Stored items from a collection
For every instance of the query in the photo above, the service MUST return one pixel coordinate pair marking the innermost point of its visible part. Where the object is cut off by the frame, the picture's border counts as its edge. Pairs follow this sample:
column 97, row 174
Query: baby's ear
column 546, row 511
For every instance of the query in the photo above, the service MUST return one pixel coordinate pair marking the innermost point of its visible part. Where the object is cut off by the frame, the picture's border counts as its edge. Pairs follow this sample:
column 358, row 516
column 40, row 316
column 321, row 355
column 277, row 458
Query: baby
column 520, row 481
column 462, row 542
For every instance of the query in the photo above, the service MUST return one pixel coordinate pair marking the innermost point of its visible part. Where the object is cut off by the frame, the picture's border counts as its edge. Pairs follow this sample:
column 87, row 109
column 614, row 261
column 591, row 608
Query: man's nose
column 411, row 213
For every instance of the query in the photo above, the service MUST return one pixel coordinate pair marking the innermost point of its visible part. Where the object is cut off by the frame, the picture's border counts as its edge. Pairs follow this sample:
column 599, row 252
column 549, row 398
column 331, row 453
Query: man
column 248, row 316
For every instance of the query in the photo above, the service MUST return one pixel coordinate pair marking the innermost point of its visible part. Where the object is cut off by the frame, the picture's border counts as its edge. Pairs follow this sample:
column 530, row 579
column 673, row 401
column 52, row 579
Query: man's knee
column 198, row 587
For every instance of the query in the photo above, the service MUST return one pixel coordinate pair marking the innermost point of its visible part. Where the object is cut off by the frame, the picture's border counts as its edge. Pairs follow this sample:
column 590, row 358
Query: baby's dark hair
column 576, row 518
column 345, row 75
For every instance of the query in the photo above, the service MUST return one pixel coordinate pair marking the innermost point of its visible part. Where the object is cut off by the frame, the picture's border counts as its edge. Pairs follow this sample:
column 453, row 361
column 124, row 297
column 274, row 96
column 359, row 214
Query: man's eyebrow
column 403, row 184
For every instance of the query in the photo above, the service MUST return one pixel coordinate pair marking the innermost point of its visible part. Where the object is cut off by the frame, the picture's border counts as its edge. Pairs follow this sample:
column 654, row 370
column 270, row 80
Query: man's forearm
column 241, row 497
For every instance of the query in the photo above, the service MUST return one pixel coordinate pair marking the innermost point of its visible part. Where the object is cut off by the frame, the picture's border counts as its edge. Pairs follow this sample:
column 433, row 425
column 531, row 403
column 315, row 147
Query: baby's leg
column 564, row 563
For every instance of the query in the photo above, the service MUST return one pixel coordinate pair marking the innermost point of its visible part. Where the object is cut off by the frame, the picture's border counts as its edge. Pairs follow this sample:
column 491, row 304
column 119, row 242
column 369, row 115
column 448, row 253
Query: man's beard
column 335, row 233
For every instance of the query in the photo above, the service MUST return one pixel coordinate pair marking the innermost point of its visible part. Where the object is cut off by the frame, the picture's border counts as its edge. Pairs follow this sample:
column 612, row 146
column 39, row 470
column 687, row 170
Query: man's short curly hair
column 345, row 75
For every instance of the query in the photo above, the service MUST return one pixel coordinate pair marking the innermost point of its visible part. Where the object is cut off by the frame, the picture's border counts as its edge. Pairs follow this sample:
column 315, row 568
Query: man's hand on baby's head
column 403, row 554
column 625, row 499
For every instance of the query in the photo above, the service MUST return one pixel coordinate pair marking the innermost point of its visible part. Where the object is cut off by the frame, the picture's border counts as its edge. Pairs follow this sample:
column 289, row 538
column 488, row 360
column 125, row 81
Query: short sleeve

> [YOUR ASSIGNMENT]
Every entry is to be restated word for word.

> [ANSWER TO THIS PROBLEM]
For every instance of the query in the photo above, the service MUST return one pixel coordinate pair marking the innermost point of its visible part. Where the object is cut off by the frame, the picture's border counts as its edge. Pairs follow this sample:
column 97, row 174
Query: baby's ear
column 546, row 511
For every instance of the query in the photo above, the service MUST return one pixel coordinate pair marking the innermost point of its visible part. Where the object is cut off by the frame, the picture's border counts as its edge. Pairs follow this sample:
column 358, row 516
column 40, row 316
column 321, row 355
column 277, row 458
Query: baby
column 520, row 481
column 462, row 542
For every instance of the query in the photo above, the service MUST return one pixel coordinate pair marking the innermost point of its visible part. Where the object is cut off by the frame, the picture's border counts as its edge. Pairs follow this sample:
column 87, row 109
column 614, row 261
column 591, row 608
Query: man's nose
column 411, row 213
For every instance of the query in the photo above, the service MUST return one pixel coordinate pair marking the innermost point of its visible part. Where the object is cut off by the frame, the picture's border counts as its edge. Pairs follow this sample:
column 599, row 252
column 549, row 398
column 331, row 453
Query: man
column 248, row 316
For every instance of the query in the photo above, the service MUST return one pixel coordinate pair marking the innermost point of its visible part. Where the object is cut off by the frame, the picture's border counts as its edge. Pairs follow this sample:
column 530, row 579
column 673, row 401
column 52, row 579
Query: man's knee
column 198, row 587
For every instance of the query in the photo above, the service MUST return one pixel coordinate pair marking the innermost point of its visible part. Where the object is cut off by the frame, the picture's border counts as its edge. Pairs follow this sample:
column 590, row 358
Query: baby's dark hair
column 576, row 518
column 345, row 75
For every instance of the query in the photo above, the service MUST return one pixel coordinate pair marking the innermost point of its visible part. Where the object is cut off by the frame, the picture's border counts as its edge. Pairs follow this sample:
column 453, row 361
column 124, row 297
column 274, row 96
column 359, row 214
Query: man's eyebrow
column 403, row 184
For every instance of the query in the photo above, the service MUST return one pixel coordinate pair marking the innermost point of its visible part. Where the object is cut off by the frame, the picture's border counts as its edge. Pairs follow this sample:
column 654, row 370
column 270, row 80
Query: man's forearm
column 241, row 497
For every instance of the query in the photo above, the service MUST return one pixel coordinate pair marking the innermost point of its visible part. Where the object is cut off by the frame, the picture's border counts as its edge. Pairs follow this sample:
column 433, row 425
column 531, row 403
column 315, row 147
Query: baby's leg
column 564, row 563
For every instance of the query in the photo above, the service MUST return one pixel coordinate pair marking the innermost point of its visible part. Where the object is cut off by the frame, the picture's border counts as its edge. Pairs follow this sample:
column 491, row 304
column 119, row 242
column 369, row 115
column 448, row 253
Query: man's beard
column 335, row 233
For every instance of the query in the photo above, the service MUST return one pixel coordinate pair marking the innermost point of its visible part. Where the object is cut off by the frame, the picture's border counts as its edge. Pairs follow this sample:
column 612, row 146
column 39, row 470
column 687, row 170
Query: man's short curly hair
column 345, row 75
For every instance of the query in the photo above, the service MUST return one pixel coordinate pair marking the innermost point of its visible part. Where the object is cut off by the frame, the picture's border counts as its edge. Pairs follow this sample:
column 315, row 568
Query: man's hand on baby's head
column 403, row 554
column 625, row 499
For every instance of the query in the photo above, the service MUST return one pixel coordinate pair marking the innermost point of its visible part. Where the object is cut off by the frame, the picture's border counts as its edge. Pairs follow this sample:
column 289, row 538
column 488, row 360
column 125, row 81
Query: short sleeve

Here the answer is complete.